**Exercise 1**
Show each line in the rows below that contains the string "negative".

**Text passage**
********************

Speaking at a conference also attended by Mekong Delta farmers to review the programme in Kien Giang Province of southern Vietnam recently, ministry officials said food companies were buying from traders instead of directly from farmers.
The Government ordered the Vietnam Food Association (VFA) to buy 500,000 to 1 million tonnes of rice for the reserve while ensuring farmers earned a 30 per cent profit in the process.
VFA's member companies have completed their purchases, enabling stabilisation of rice prices.
But most farmers had sold their paddy to traders, at low prices, before the programme began, and therefore could not benefit from the higher prices the companies paid, the ministry said.
The companies got interest-free loans for buying the grain. But the VFA rejected the ministry's contention. Truong Thanh Phong, VFA chairman, that "Rice-growers have also benefited from the purchase."
Deputy agriculture minister Bui Ba Bong said to ensure profits for farmers the Government has ordered his ministry and the VFA to create models for the rice reserve purchase programme.
Under a new plan, farmers will store paddy in their houses and at co-operatives' warehouses following harvest, and those who have more than five tonnes will get interest-free bank loans to plant the next crop.
Firms who sign contracts to buy paddy directly from farmers for the reserve will also get these loans.
Representatives of the people's committees of Can Tho City and Kien Giang and some other Mekong provinces said priority under the reserve purchase programmes should be given to cooperatives and other rice growing entities under the large-scale production model, which involves pooling of farmlands by individual farmers.

********************

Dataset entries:
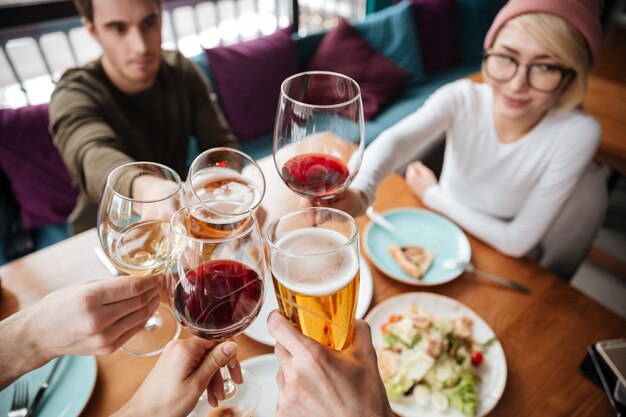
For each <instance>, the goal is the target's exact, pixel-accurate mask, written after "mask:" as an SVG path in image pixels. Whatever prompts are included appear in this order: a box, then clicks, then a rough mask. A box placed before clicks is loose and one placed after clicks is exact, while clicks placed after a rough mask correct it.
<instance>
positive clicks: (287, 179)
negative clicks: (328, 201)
mask: <svg viewBox="0 0 626 417" xmlns="http://www.w3.org/2000/svg"><path fill="white" fill-rule="evenodd" d="M349 176H350V171H349V170H348V167H347V166H346V164H344V163H343V161H341V160H340V159H339V158H336V157H334V156H331V155H325V154H319V153H309V154H303V155H298V156H296V157H294V158H291V159H290V160H288V161H287V162H286V163H285V165H283V169H282V177H283V179H284V180H285V182H286V183H287V185H288V186H289V188H291V189H292V190H293V191H295V192H297V193H299V194H303V195H306V196H313V197H327V196H334V195H335V194H336V193H338V192H339V191H341V189H343V187H344V186H345V185H346V182H347V181H348V177H349Z"/></svg>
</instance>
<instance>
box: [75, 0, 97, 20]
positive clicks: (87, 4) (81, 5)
mask: <svg viewBox="0 0 626 417" xmlns="http://www.w3.org/2000/svg"><path fill="white" fill-rule="evenodd" d="M74 6H76V9H77V10H78V13H80V15H81V16H82V17H84V18H85V19H87V20H89V21H90V22H93V3H92V2H91V0H74Z"/></svg>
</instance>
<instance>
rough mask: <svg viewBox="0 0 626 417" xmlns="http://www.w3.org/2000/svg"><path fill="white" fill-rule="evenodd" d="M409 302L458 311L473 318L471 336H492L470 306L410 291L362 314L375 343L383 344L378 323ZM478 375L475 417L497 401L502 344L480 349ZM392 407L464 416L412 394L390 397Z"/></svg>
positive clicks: (457, 311)
mask: <svg viewBox="0 0 626 417" xmlns="http://www.w3.org/2000/svg"><path fill="white" fill-rule="evenodd" d="M410 304H416V305H417V306H419V307H423V308H425V309H426V310H427V311H428V312H430V313H431V314H432V315H433V316H435V317H442V318H456V317H459V316H460V315H462V314H465V315H466V316H468V317H470V318H471V319H472V320H473V321H474V326H473V327H472V330H473V336H474V339H476V340H477V341H479V342H484V341H486V340H488V339H490V338H491V337H493V336H494V332H493V330H491V328H490V327H489V325H488V324H487V323H486V322H485V321H484V320H483V319H482V318H480V316H479V315H478V314H476V313H474V312H473V311H472V310H471V309H469V308H468V307H466V306H465V305H463V304H461V303H459V302H458V301H455V300H453V299H451V298H448V297H444V296H442V295H437V294H431V293H423V292H413V293H407V294H402V295H398V296H396V297H391V298H388V299H387V300H385V301H384V302H383V303H381V304H379V305H377V306H376V307H374V308H373V309H372V311H370V313H369V314H368V315H367V317H365V320H366V321H367V322H368V323H369V324H370V326H371V327H372V341H373V343H374V346H375V347H380V346H382V345H383V338H382V334H381V333H380V327H381V326H382V325H383V323H385V322H386V321H387V319H389V316H390V315H391V314H397V313H398V312H401V311H404V310H406V309H407V308H408V306H409V305H410ZM478 375H479V376H480V378H481V382H480V383H479V384H478V408H477V413H476V416H477V417H482V416H484V415H486V414H487V413H489V412H490V411H491V410H492V409H493V408H494V407H495V406H496V404H497V403H498V400H500V397H501V396H502V393H503V392H504V387H505V385H506V375H507V368H506V358H505V357H504V351H503V350H502V345H501V344H500V343H499V342H497V343H494V344H493V345H491V346H490V347H489V348H488V349H487V350H486V351H485V352H484V362H483V364H482V365H481V366H480V369H479V371H478ZM391 408H392V410H393V411H394V412H395V413H396V414H398V415H400V416H403V417H413V416H419V417H444V416H445V417H465V415H464V414H462V413H461V412H459V411H457V410H455V409H452V408H449V409H448V410H447V411H445V412H437V411H434V410H433V409H432V408H430V407H428V406H426V407H422V406H420V405H419V404H417V403H416V402H415V401H414V400H413V397H412V396H409V397H405V398H401V399H399V400H393V401H391Z"/></svg>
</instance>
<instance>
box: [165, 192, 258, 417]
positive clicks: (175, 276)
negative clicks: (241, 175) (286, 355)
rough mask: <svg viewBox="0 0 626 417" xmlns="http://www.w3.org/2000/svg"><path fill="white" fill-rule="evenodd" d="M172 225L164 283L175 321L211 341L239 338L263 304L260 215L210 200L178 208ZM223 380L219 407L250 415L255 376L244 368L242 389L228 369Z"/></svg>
mask: <svg viewBox="0 0 626 417" xmlns="http://www.w3.org/2000/svg"><path fill="white" fill-rule="evenodd" d="M171 224H172V232H171V234H170V239H169V245H168V268H167V271H166V273H165V281H166V289H167V295H168V300H169V303H170V307H171V309H172V311H173V313H174V315H175V317H176V319H177V320H178V321H179V322H180V323H181V324H182V325H183V326H184V327H185V328H186V329H187V330H188V331H190V332H191V333H193V334H195V335H196V336H199V337H201V338H204V339H207V340H218V341H221V340H225V339H229V338H232V337H234V336H237V335H238V334H240V333H241V332H242V331H243V330H245V329H246V328H247V327H248V326H249V325H250V324H251V323H252V322H253V321H254V319H255V318H256V316H257V315H258V314H259V311H260V310H261V305H262V302H263V295H264V288H265V287H264V286H265V274H266V266H265V265H266V262H265V251H264V247H263V241H262V236H261V232H260V230H259V227H258V224H257V221H256V217H255V216H254V214H253V213H252V212H251V211H250V210H249V208H248V207H246V206H245V205H243V204H239V203H234V202H228V201H218V200H210V201H204V202H202V203H196V204H193V205H191V206H188V207H185V208H183V209H181V210H179V211H178V212H177V213H176V214H175V215H174V216H173V217H172V223H171ZM222 376H223V378H224V393H225V399H224V400H223V401H220V407H222V408H226V409H229V410H230V411H232V412H233V413H234V414H233V415H234V416H249V415H251V414H252V412H253V411H254V409H255V408H256V406H257V404H258V401H259V399H260V387H259V385H258V383H257V382H256V381H255V379H254V377H253V376H252V374H250V373H247V372H245V370H243V384H240V385H235V384H234V383H233V382H232V381H231V378H230V374H229V371H228V368H227V367H224V368H222Z"/></svg>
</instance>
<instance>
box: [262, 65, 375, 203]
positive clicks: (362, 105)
mask: <svg viewBox="0 0 626 417" xmlns="http://www.w3.org/2000/svg"><path fill="white" fill-rule="evenodd" d="M363 136H364V122H363V103H362V101H361V90H360V88H359V85H358V84H357V83H356V81H354V80H353V79H351V78H349V77H347V76H345V75H342V74H338V73H334V72H327V71H311V72H304V73H300V74H296V75H293V76H291V77H289V78H287V79H286V80H285V81H283V83H282V85H281V95H280V100H279V103H278V114H277V116H276V124H275V127H274V148H273V154H274V163H275V164H276V169H277V170H278V173H279V174H280V176H281V178H282V179H283V181H284V182H285V184H287V186H288V187H289V188H291V190H292V191H294V192H296V193H297V194H299V195H300V196H302V197H305V198H309V199H311V200H313V202H314V203H320V202H321V201H323V200H330V199H332V198H334V197H336V196H337V195H339V194H340V193H342V192H343V191H344V190H345V189H346V188H348V186H350V184H351V183H352V180H353V179H354V177H356V175H357V173H358V171H359V167H360V166H361V160H362V159H363V149H364V146H365V145H364V139H363Z"/></svg>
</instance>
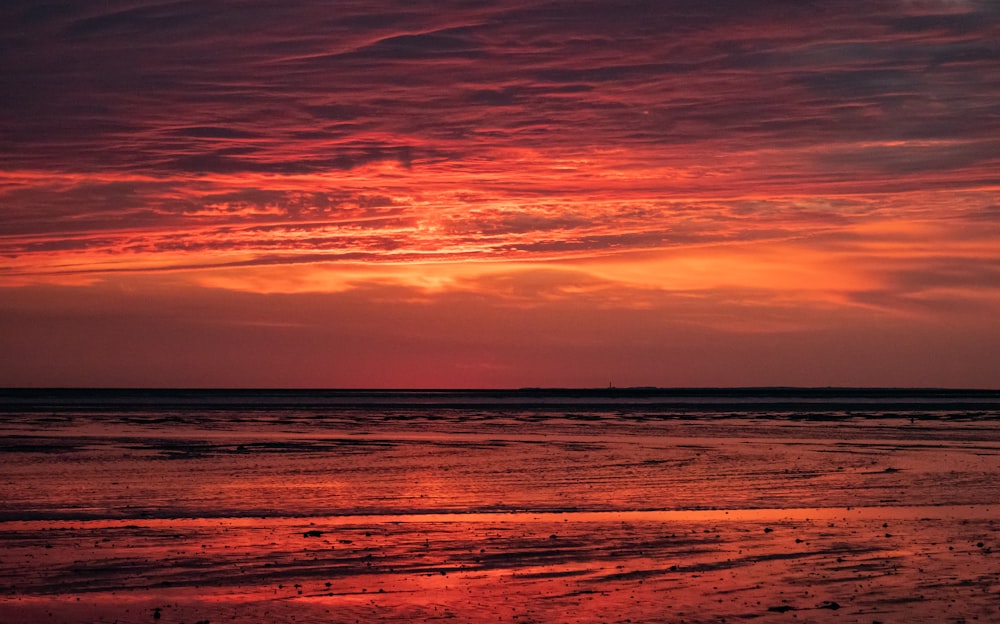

********************

**Exercise 2**
Answer these questions from the passage on Vietnam's rice reserve purchase programme above:
(a) How much rice did the Government order the Vietnam Food Association to buy for the reserve?
(b) Who is the chairman of the VFA?
(c) Under the new plan, how much paddy must farmers have to get interest-free bank loans?

**Written response 1**
negative clicks: (328, 201)
negative clicks: (241, 175) (286, 355)

**Written response 2**
(a) 500,000 to 1 million tonnes
(b) Truong Thanh Phong
(c) More than five tonnes